─── Sayfa Alıntısı

“Böyle” kaptan mı olur?..

A -
A +

Bakınız, sevgili Galatasaraylı okurlarım, tam da geçen hafta Uluçmarket’te “Galatasaray’ın kaptanı yok” başlıklı bölüme nasıl bir giriş yapmışım; “Pardon sevgili okurlarım; ‘kaptanı ismen var da, cismen yok’; bugünkü kaptanı, ‘arkadaşları hakemin bir kararına itiraz ederken, kalesinden olay yerine koşup, hakeme müdahale etmeyi ve zaman zaman kart da görmeyi’ ne yazık ki, ‘kaptanlık’ sanıyor; gerisi… Yok!..”
İşte Perşembe gecesi Malatyaspor önünde “tam da bu satırların anlattığı ‘bir kaptanı’ vardı, sahada” Galatasaray’ın!..
Takım 2-0 galip, rakip “eleneceğini anlamış”, kalan “tek çareye başvuruyor; oyunu sertleştirmek ve Galatasaraylı futbolcuları sinirlendirmek, hakemin her kararına itiraz etmek.

──────

#### Yapılacak Görevler:
[a] Galatasaray kaptanı yazısına göre Galatasaray, Perşembe gecesi hangi takımın karşısındaydı?
[b] Galatasaray kaptanı yazısını son cümlesinden sonra devam ettirin.

─── Veriler

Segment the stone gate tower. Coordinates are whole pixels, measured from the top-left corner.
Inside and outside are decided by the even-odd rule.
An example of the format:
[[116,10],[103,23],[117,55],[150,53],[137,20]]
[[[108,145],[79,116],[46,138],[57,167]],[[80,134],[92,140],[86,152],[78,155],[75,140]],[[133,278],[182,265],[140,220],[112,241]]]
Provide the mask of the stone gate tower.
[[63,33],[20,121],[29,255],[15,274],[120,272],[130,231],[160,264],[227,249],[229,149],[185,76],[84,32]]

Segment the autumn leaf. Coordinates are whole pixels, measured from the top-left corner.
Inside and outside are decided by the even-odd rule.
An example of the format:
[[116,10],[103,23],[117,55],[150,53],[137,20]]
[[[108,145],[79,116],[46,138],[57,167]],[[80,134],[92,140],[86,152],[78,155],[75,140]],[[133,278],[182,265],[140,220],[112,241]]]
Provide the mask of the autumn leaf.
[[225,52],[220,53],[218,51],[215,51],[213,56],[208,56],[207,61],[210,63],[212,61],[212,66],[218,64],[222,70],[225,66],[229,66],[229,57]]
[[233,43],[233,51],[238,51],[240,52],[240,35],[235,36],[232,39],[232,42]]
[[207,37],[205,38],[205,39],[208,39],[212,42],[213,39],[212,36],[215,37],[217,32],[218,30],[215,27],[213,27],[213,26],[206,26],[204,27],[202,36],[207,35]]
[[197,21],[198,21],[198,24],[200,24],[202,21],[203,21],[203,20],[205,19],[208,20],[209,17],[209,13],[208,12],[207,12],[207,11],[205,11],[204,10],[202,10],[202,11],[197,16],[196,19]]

──────

#### Görev Yanıtları:
[a] Malatyaspor.

[b]
TV ekranından “şaşkınlık içinde seyrediyorum”; Galatasaraylı futbolcular da “âdeta bu havaya teşne”; sinirlenmek için fırsat arıyorlar; kart görüyorlar, “sahte düşüşlerde “kart görecekleri yerde” lehlerine faul düdükleri çalınıyor; bu defa Malatyasporlular “öfke ile” hakemi fırçalamaya girişiyorlar; hakem, “telafi için” gözünü Galatasaraylı futbolculara dikiyor; sarı kartlar havada uçuşmaya başlıyor…
Eeee, “böylesine bir gerilim uçurumuna gidilirken”, saha içinde “bir kaptan” ne yapar; takım arkadaşlarını hakemle didişmemeleri, rakip oyuncularla söz ve itişme dalaşına girmemeleri için ikaz etmeye çalışmaz mı?..
Ne gezer; Galatasaray Kaptanı, “onların başında”, rakip oyuncularla itişiyor, koşarak gelip hakeme itiraz etmeyi “kaptanlık” sanıyor!..
Hakem, “o çirkin tablolar içinde hakemliğini unutmasa” Galatasaray 5-2 kazandığı maçtan “ikinci sarıdan en az 2 kırmızı kart” ile çıkar, ona “3 sarı kart” eşlik ederdi!..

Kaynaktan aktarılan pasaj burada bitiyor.